» Problem statement: Emit a verbatim copy of the lines below from the line with "red roof tile." through the line with "Look at this image and report bounding boxes for every fluffy", excluding pictures and everything outside that range.

» Stored data:
........

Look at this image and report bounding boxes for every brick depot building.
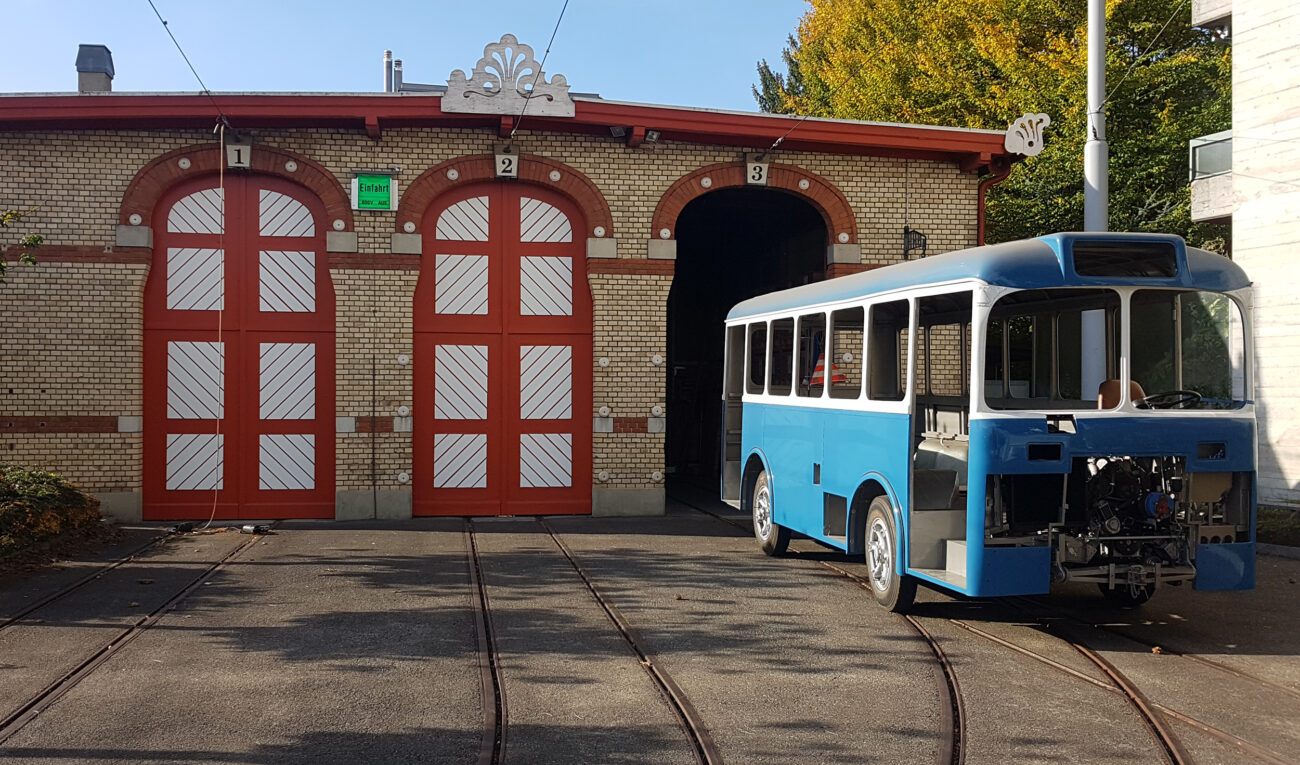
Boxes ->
[0,39,1014,521]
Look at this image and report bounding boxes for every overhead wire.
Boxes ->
[765,42,874,155]
[509,0,572,141]
[1097,0,1191,113]
[145,0,230,127]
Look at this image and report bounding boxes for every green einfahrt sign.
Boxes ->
[354,174,393,210]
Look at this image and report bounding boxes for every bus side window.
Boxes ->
[868,300,909,401]
[830,307,864,399]
[797,312,827,397]
[769,318,795,396]
[746,322,767,395]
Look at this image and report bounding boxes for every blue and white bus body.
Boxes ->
[722,233,1255,602]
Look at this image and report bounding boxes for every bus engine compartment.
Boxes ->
[986,457,1252,600]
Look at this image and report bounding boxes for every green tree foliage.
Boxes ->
[0,208,42,282]
[755,0,1231,251]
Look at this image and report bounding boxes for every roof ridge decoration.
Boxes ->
[444,34,574,118]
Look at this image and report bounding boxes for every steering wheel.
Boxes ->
[1135,390,1202,409]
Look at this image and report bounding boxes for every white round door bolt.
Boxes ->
[838,232,850,244]
[332,219,346,231]
[128,213,143,226]
[700,177,712,188]
[598,357,610,368]
[397,472,410,484]
[549,170,562,182]
[446,168,460,181]
[659,228,671,240]
[651,405,663,417]
[651,471,664,482]
[177,157,191,170]
[651,354,664,366]
[593,226,606,238]
[798,178,810,190]
[397,354,410,366]
[397,405,410,417]
[284,160,299,173]
[598,406,611,417]
[598,470,610,482]
[403,221,417,233]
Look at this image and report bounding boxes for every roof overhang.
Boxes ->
[0,92,1014,174]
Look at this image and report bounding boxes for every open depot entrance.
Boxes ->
[666,187,828,483]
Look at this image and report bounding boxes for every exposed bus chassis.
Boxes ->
[987,457,1251,599]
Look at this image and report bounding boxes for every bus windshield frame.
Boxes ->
[979,286,1251,412]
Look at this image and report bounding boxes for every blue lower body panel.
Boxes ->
[972,545,1051,597]
[1194,542,1255,590]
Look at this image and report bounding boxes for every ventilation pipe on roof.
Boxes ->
[75,44,114,93]
[393,59,404,92]
[384,50,393,92]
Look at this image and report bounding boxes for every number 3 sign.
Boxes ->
[745,153,769,186]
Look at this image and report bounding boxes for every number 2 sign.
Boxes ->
[495,152,518,178]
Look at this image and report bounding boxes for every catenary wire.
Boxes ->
[145,0,230,125]
[509,0,572,141]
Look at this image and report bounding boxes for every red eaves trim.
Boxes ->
[0,94,1012,172]
[2,416,118,434]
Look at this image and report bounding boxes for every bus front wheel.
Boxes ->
[752,470,790,556]
[866,497,916,613]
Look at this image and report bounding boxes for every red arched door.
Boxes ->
[143,175,336,519]
[414,182,592,515]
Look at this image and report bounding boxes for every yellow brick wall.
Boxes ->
[0,125,981,502]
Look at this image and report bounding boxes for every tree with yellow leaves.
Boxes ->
[756,0,1230,250]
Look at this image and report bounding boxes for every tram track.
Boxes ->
[0,530,171,633]
[536,517,724,765]
[672,495,964,765]
[0,525,273,745]
[672,489,1300,764]
[464,520,508,765]
[1010,594,1300,703]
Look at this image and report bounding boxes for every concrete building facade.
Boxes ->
[0,38,1014,521]
[1190,1,1300,506]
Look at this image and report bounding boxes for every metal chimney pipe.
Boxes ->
[1084,0,1108,231]
[393,59,403,92]
[383,50,393,93]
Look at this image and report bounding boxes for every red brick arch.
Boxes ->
[396,154,613,237]
[651,162,858,244]
[120,143,354,231]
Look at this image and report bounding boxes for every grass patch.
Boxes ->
[0,465,100,559]
[1258,505,1300,548]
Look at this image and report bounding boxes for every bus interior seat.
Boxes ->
[915,438,969,491]
[1098,379,1145,408]
[913,468,959,511]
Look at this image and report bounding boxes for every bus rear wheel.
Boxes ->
[866,497,916,613]
[752,470,790,556]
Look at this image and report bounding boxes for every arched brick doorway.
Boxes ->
[413,182,592,515]
[142,175,337,519]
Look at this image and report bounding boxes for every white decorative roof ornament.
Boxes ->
[1004,112,1051,157]
[444,34,575,118]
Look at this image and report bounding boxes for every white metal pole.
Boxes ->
[1081,0,1108,401]
[1084,0,1108,232]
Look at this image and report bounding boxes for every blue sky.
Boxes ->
[2,1,809,112]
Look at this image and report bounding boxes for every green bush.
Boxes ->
[0,465,100,557]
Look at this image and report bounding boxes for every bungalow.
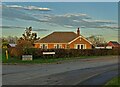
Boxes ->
[107,41,120,48]
[34,28,92,49]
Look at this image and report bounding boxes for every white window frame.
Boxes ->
[40,44,48,49]
[54,44,57,49]
[54,44,62,49]
[75,44,86,49]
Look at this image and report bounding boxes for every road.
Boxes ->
[2,56,118,85]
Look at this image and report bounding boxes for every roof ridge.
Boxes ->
[53,31,77,35]
[110,41,118,42]
[53,31,75,33]
[35,31,80,43]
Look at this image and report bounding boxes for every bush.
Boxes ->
[6,48,120,59]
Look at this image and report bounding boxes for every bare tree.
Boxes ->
[87,35,107,47]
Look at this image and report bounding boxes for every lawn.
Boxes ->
[104,76,120,87]
[2,48,117,64]
[2,53,98,64]
[2,49,113,64]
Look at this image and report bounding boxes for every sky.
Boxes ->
[2,0,120,2]
[1,2,118,42]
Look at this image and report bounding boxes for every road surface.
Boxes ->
[2,56,118,85]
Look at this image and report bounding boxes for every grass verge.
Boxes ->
[2,54,98,64]
[2,50,115,64]
[104,76,120,87]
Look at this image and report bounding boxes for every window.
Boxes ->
[75,44,86,49]
[57,44,59,48]
[54,44,62,49]
[77,45,80,49]
[81,45,84,49]
[41,44,48,49]
[66,44,69,49]
[54,44,57,49]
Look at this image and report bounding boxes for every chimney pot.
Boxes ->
[77,27,80,36]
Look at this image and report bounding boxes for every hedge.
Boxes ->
[2,48,119,59]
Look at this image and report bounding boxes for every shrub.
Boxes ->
[9,48,22,58]
[7,48,120,59]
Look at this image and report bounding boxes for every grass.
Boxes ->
[104,76,120,87]
[2,53,99,64]
[2,50,114,64]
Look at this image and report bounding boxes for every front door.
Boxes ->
[81,45,84,49]
[76,44,86,49]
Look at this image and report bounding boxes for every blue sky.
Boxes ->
[2,0,120,2]
[2,2,118,42]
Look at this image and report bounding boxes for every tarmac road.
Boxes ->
[2,56,118,85]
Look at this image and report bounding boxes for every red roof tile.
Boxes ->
[35,32,79,43]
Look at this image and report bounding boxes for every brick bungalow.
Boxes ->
[34,28,92,49]
[107,41,120,48]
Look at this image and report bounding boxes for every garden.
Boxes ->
[2,48,119,64]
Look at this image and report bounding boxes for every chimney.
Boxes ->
[77,27,80,36]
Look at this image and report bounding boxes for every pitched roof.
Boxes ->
[109,41,120,47]
[35,32,79,43]
[109,41,120,46]
[8,44,17,47]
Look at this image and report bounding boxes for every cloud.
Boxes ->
[1,25,24,29]
[39,19,49,22]
[33,28,49,31]
[0,5,2,8]
[82,19,116,24]
[2,6,49,22]
[6,5,23,8]
[24,6,51,11]
[73,20,81,22]
[6,5,51,11]
[2,5,117,30]
[44,13,117,29]
[95,24,119,31]
[1,25,50,32]
[64,25,73,28]
[57,13,91,18]
[55,13,91,19]
[46,13,92,28]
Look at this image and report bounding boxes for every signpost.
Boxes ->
[22,55,33,61]
[43,52,55,58]
[43,52,55,55]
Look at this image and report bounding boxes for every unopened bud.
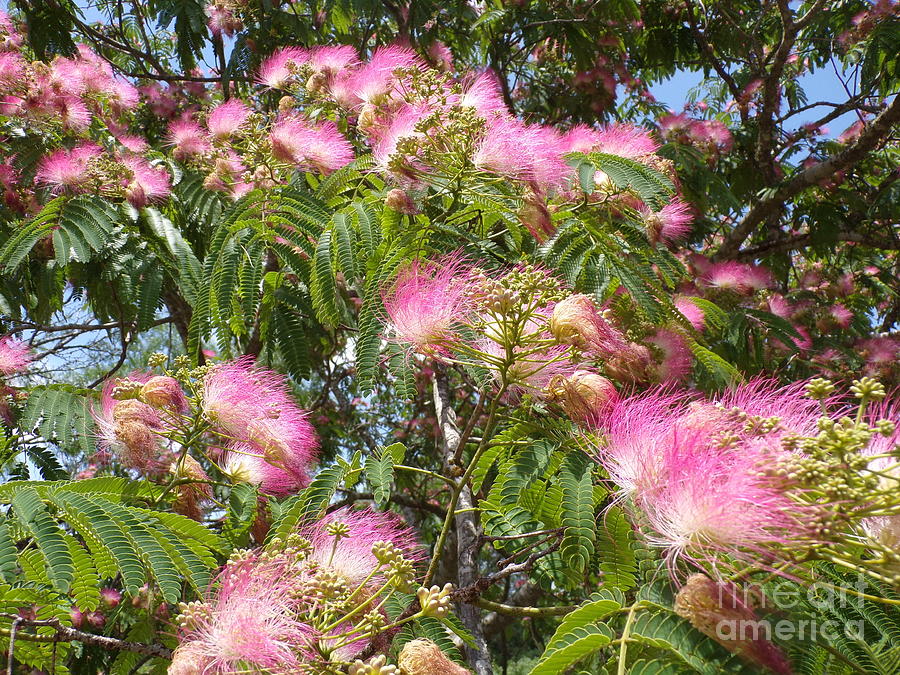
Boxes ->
[417,583,453,618]
[398,639,470,675]
[140,376,188,413]
[385,188,419,215]
[675,574,791,675]
[549,370,617,427]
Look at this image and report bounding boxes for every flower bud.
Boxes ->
[385,188,419,215]
[549,370,617,427]
[398,639,470,675]
[141,376,188,413]
[70,607,84,629]
[675,574,791,675]
[85,610,106,629]
[550,294,619,354]
[417,583,453,618]
[100,587,121,609]
[349,655,399,675]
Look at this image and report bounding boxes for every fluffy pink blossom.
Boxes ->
[92,373,170,475]
[223,442,310,497]
[829,303,853,328]
[427,40,454,71]
[458,71,507,119]
[121,156,171,208]
[673,296,705,332]
[205,2,242,37]
[474,117,571,194]
[300,507,422,587]
[347,44,424,105]
[53,95,92,131]
[115,134,149,153]
[167,119,212,160]
[858,336,900,375]
[592,123,660,159]
[0,11,22,51]
[202,357,318,487]
[207,99,251,139]
[269,117,354,174]
[0,51,24,86]
[35,143,102,193]
[381,253,473,355]
[639,199,693,244]
[0,336,31,376]
[257,47,308,89]
[647,329,692,383]
[308,45,358,74]
[699,261,772,294]
[369,103,431,181]
[172,553,314,674]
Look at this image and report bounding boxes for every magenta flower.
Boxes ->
[35,143,102,193]
[369,103,431,181]
[257,46,308,89]
[269,117,354,174]
[381,253,473,355]
[172,552,315,674]
[0,336,31,376]
[647,329,692,383]
[347,44,424,105]
[0,51,24,86]
[673,295,705,332]
[205,2,242,37]
[699,261,772,294]
[561,124,601,154]
[640,199,693,244]
[592,123,660,159]
[206,99,251,140]
[121,156,171,208]
[637,431,811,570]
[223,443,310,497]
[167,119,212,160]
[92,373,171,476]
[301,507,422,587]
[202,357,318,488]
[458,71,507,119]
[308,45,358,74]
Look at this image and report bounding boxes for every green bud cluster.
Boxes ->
[417,583,453,618]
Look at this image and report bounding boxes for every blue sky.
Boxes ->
[652,68,859,139]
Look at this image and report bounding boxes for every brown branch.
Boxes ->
[0,615,171,660]
[683,1,744,112]
[717,93,900,258]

........

» Solution to the exercise:
Look at this image and report bounding boxes for every red roof tile.
Boxes ->
[35,32,79,43]
Look at this image and report bounding boxes for every brick bungalow.
Boxes ->
[34,28,92,49]
[107,41,120,48]
Look at this image and report bounding boxes for every garden.
Boxes ->
[2,48,119,64]
Look at this image and report bounding boxes for every chimney.
Boxes ->
[77,27,80,36]
Look at this image and report bounding boxes for every pitched roof.
Boxes ->
[109,41,120,47]
[35,32,79,43]
[109,41,120,46]
[8,44,17,47]
Look at this image and report bounding boxes for every cloud.
Boxes ->
[1,25,24,29]
[39,19,49,22]
[33,28,49,31]
[0,5,2,8]
[82,19,116,24]
[2,6,49,22]
[6,5,23,8]
[24,6,51,11]
[73,20,81,22]
[6,5,51,11]
[2,5,117,30]
[44,13,117,29]
[95,24,119,31]
[1,25,50,32]
[64,25,73,28]
[57,13,91,18]
[55,13,91,19]
[46,13,92,28]
Look at this image and report bounding boxes for every signpost.
Boxes ->
[22,55,33,61]
[43,52,55,58]
[43,52,55,55]
Look at this image and report bounding boxes for every unopened bud.
Boxes ->
[417,583,453,618]
[398,639,470,675]
[140,376,188,413]
[385,188,419,215]
[675,574,791,675]
[549,370,617,427]
Look at this image and report bounding boxes for every flower bud.
Boxes ->
[385,188,419,215]
[549,370,617,427]
[398,639,470,675]
[141,376,188,413]
[70,607,84,629]
[675,574,791,675]
[85,610,106,629]
[550,294,619,354]
[417,583,453,618]
[100,587,121,609]
[349,655,399,675]
Look at this image and report bounding boxes for every fluffy pink blossom.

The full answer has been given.